> **RECORD SET**:
=== Section Start ===

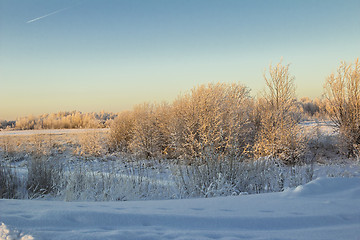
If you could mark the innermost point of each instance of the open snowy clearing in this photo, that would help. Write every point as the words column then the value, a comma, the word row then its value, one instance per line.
column 326, row 208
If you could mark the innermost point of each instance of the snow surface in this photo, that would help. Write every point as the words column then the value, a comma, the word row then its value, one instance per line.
column 326, row 208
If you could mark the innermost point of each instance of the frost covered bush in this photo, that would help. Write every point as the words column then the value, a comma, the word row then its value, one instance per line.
column 92, row 144
column 212, row 119
column 45, row 176
column 233, row 177
column 121, row 132
column 343, row 94
column 9, row 182
column 109, row 183
column 278, row 133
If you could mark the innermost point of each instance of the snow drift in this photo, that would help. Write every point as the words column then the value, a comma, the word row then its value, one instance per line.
column 326, row 208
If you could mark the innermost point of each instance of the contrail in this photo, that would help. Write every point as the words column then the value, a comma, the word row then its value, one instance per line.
column 49, row 14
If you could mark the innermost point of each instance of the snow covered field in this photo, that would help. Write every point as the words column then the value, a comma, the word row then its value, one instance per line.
column 326, row 208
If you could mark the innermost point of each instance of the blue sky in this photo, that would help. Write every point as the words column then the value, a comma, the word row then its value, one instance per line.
column 94, row 55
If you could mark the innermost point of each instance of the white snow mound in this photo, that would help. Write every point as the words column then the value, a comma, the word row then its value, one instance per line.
column 326, row 208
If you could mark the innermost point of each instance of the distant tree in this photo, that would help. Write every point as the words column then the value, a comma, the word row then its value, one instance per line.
column 342, row 91
column 278, row 133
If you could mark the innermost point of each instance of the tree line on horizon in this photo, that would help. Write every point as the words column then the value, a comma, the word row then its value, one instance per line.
column 222, row 119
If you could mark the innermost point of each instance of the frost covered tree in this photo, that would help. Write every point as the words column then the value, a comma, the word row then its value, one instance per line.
column 342, row 91
column 212, row 119
column 278, row 131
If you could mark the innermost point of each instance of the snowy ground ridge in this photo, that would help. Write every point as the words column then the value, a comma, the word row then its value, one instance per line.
column 326, row 208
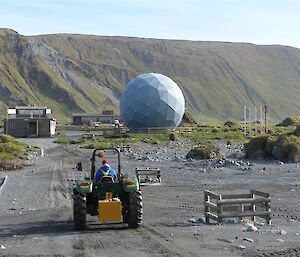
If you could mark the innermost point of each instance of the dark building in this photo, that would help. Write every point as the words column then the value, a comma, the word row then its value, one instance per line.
column 106, row 117
column 29, row 121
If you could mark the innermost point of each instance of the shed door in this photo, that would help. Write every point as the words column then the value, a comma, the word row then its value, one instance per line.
column 33, row 128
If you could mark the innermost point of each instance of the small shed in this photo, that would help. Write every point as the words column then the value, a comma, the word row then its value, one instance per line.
column 29, row 121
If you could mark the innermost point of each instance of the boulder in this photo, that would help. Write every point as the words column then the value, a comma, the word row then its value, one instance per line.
column 287, row 148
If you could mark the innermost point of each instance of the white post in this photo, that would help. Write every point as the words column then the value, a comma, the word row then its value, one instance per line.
column 245, row 120
column 249, row 120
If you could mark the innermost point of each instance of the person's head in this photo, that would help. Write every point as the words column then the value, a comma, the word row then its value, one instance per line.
column 105, row 162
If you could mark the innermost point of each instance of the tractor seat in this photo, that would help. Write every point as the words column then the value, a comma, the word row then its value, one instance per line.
column 106, row 179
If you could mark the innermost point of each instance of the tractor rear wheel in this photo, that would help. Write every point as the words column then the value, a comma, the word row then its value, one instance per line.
column 135, row 214
column 79, row 211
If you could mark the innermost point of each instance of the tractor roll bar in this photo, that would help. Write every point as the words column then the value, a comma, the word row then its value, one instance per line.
column 93, row 159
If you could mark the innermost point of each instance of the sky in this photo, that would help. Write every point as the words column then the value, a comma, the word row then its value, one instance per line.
column 253, row 21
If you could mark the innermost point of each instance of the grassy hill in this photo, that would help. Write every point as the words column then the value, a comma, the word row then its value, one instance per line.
column 72, row 73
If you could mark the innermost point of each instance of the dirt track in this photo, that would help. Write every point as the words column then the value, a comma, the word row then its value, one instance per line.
column 36, row 211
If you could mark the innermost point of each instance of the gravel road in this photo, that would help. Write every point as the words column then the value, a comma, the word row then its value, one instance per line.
column 36, row 207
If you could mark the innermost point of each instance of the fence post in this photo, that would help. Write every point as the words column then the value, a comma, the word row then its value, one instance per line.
column 220, row 210
column 206, row 208
column 253, row 207
column 268, row 208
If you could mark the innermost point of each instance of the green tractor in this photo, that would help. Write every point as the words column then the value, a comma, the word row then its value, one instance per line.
column 112, row 201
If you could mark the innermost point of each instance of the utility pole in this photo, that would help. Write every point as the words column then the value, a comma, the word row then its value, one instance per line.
column 266, row 111
column 250, row 120
column 245, row 120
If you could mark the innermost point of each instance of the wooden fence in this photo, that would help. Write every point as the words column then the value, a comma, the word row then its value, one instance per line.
column 219, row 206
column 148, row 171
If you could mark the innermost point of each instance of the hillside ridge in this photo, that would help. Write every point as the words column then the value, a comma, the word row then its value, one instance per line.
column 87, row 73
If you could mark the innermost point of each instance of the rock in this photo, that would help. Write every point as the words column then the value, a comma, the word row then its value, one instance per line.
column 251, row 227
column 201, row 220
column 225, row 240
column 282, row 232
column 297, row 131
column 231, row 221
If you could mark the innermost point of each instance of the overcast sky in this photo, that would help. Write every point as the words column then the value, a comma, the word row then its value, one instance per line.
column 254, row 21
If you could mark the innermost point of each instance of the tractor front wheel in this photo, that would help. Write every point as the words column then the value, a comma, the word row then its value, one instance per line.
column 79, row 211
column 135, row 214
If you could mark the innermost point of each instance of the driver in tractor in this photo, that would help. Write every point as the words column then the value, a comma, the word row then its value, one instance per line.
column 105, row 170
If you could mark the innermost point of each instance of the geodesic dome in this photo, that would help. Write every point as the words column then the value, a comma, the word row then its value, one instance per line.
column 152, row 100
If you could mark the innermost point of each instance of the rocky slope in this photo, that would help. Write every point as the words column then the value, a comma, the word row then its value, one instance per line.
column 71, row 73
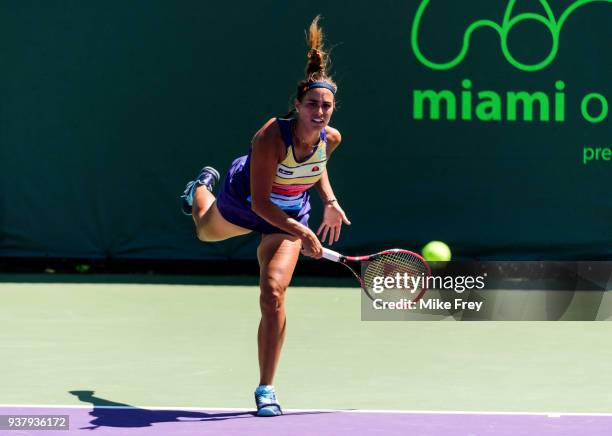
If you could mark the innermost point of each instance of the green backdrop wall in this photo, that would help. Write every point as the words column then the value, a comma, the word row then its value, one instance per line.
column 108, row 108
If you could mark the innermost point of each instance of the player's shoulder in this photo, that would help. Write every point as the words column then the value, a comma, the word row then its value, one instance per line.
column 269, row 137
column 333, row 137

=== Section End ===

> **WHAT THIS TASK INVOLVES**: Reproduce every entry above in full and exactly, though not its pictures.

> **ANSWER AREA**:
If you could mark the innermost point of each instance of the open snowy clearing in this photo, that would help. Write every point as the words column then the value, a comma, the word row then its value, one instance per line.
column 326, row 208
If you could mark the innermost point of each instance of the snow surface in this photo, that would help. Write every point as the words column then the value, a comma, the word row then its value, one instance per line.
column 326, row 208
If you could mark the innermost point of each instance of the frost covered bush in this photo, that would help. Write every point as the words column then the value, a comma, the word row then its value, one instance per line.
column 92, row 144
column 212, row 119
column 45, row 176
column 233, row 177
column 121, row 132
column 343, row 94
column 9, row 182
column 109, row 183
column 278, row 133
If you could mark the innermost point of each instance of the snow drift in this photo, that would help. Write every point as the words column then the value, a comma, the word row then its value, one instance per line.
column 326, row 208
If you could mark the innermost point of each instance of the contrail in this photo, that would help. Write every point as the words column then the value, a comma, the word row then its value, one instance per line.
column 49, row 14
If you could mark the innermost point of each instance of the snow covered field in this photo, that would help. Write every point as the words column then the value, a comma, the word row then its value, one instance per line.
column 326, row 208
If you could mark the innermost point of each instance of the blue sky in this photo, that would help. Write every point as the words column then the value, a comma, the word row then its value, one instance per line.
column 94, row 55
If you could mark the innermost point of each instance of the white snow mound in this photo, that would help. Write every point as the words column then the value, a comma, the word row then its value, one instance per line.
column 326, row 208
If you could mark the innermost point of each instance of the distant tree in this photo, that would help. Write every point as the words column then the value, a comma, the word row then its value, one instance per line.
column 342, row 91
column 278, row 133
If you could mark the innermost point of each instance of the tree line on horizon in this photo, that would help. Write every point as the words column then the value, a comma, the word row then its value, one instance per line.
column 222, row 119
If you could mark the innermost point of each instance of the frost covered tree in this photo, that would help. Write every point as the words column then the value, a comma, the word row then its value, one instance per line.
column 342, row 91
column 212, row 119
column 278, row 131
If you could mark the innermost point of each instance of the snowy ground ridge in this photo, that would help. Write every point as the words column then the value, a comma, the word row then its value, one instance per line.
column 326, row 208
If you could mark the innermost point of each instance of the dark building in this photo, that would help. Write every point as the words column then the value, a comma, the word row then its value, one instance per line.
column 106, row 117
column 29, row 121
If you could mark the innermost point of each instance of the shed door in this photo, that would help. Write every point as the words column then the value, a comma, the word row then its value, one instance per line.
column 33, row 128
If you could mark the innermost point of each instance of the small shed in this photo, that would help. Write every point as the words column then the value, a comma, the word row then its value, one instance per line.
column 29, row 121
If you could mark the innermost point of each instance of the boulder in this photo, that would help. Write every point as the words column then the value, a comma, the word row then its value, one instance per line.
column 287, row 148
If you could mark the innermost point of each instance of the white post in this photo, that would help. Write every point as the words column then the value, a comma, the word row then its value, one instance per line.
column 245, row 120
column 249, row 120
If you could mark the innermost point of each instance of the person's head in this photo, that would help. Write every point as the words column then the value, a comma, the word row then its value, one instance per line.
column 105, row 162
If you could mark the innermost point of each instance of the tractor seat in this photo, that would help. Write every point as the words column then the value, a comma, the word row then its value, one instance per line.
column 106, row 179
If you could mark the innermost point of each instance of the tractor rear wheel in this photo, that would help. Write every point as the words column then the value, a comma, the word row then its value, one instance per line.
column 135, row 214
column 79, row 211
If you could mark the innermost point of each instance of the tractor roll bar in this photo, that would help. Write every point as the words column then the value, a comma, the word row then its value, one instance per line.
column 93, row 159
If you could mark the innermost point of each instance of the sky in this photo, that would help. Write every point as the words column then the value, a comma, the word row then its value, one instance per line.
column 253, row 21
If you could mark the innermost point of each instance of the grassy hill in this photo, that would help. Write every point as the words column then the value, a comma, the word row then its value, one instance per line.
column 72, row 73
If you could mark the innermost point of each instance of the dirt track in this photo, that would help. Write every point as the words column then the value, a comma, the word row then its value, one instance per line.
column 36, row 211
If you could mark the innermost point of each instance of the gravel road in this photo, that would help. Write every point as the words column then the value, a comma, the word row then its value, one instance per line.
column 36, row 207
If you could mark the innermost point of each instance of the fence post in this photo, that would help. Write every point as the words column then the value, a comma, the word row then its value, one instance per line.
column 220, row 210
column 206, row 208
column 253, row 207
column 268, row 208
If you could mark the innermost point of each instance of the green tractor in this photo, that would help. Write every point as the words column then the value, a comma, the word row then its value, one instance per line.
column 112, row 201
If you could mark the innermost point of each instance of the utility pole in this photo, that would help. Write every point as the words column then the value, a comma, the word row then its value, one instance per line.
column 266, row 111
column 250, row 120
column 245, row 120
If you could mark the innermost point of each instance of the wooden fence in this photo, that would help. Write every point as the words column then the value, a comma, the word row then its value, one instance per line.
column 219, row 206
column 148, row 171
If you could mark the innermost point of each instance of the hillside ridge in this photo, that would help. Write every point as the words column then the value, a comma, the word row then its value, one instance per line.
column 87, row 73
If you could mark the innermost point of each instance of the rock in this photo, that would help. Write every point as the words column then the value, a comma, the word row then its value, one instance per line.
column 251, row 227
column 201, row 220
column 225, row 240
column 282, row 232
column 297, row 131
column 231, row 221
If you could mark the innermost point of each instance of the overcast sky in this photo, that would help. Write every point as the words column then the value, a comma, the word row then its value, one instance per line.
column 254, row 21
If you could mark the innermost point of each instance of the tractor front wheel in this photo, that would help. Write every point as the words column then the value, a comma, the word row then its value, one instance per line.
column 79, row 211
column 135, row 214
If you could mark the innermost point of each instance of the driver in tractor in this photo, that would help. Write every point as the words column then the value, a comma, the word row then its value, one instance per line.
column 105, row 170
If you could mark the innermost point of each instance of the geodesic dome in this photo, that would help. Write every point as the words column then the value, a comma, the word row then its value, one instance per line.
column 152, row 100
If you could mark the innermost point of each instance of the rocky slope in this photo, that would help. Write every point as the words column then the value, a comma, the word row then its value, one instance per line.
column 71, row 73
If you could mark the innermost point of each instance of the green backdrop wall in this photo, that would help. Write every point as the words column then the value, a comma, the word row then its value, one instance per line.
column 108, row 108
If you could mark the innermost point of each instance of the player's shoulder in this photo, that would help. Write every point as the words column then the value, a comma, the word row then its value, one instance per line.
column 269, row 137
column 333, row 137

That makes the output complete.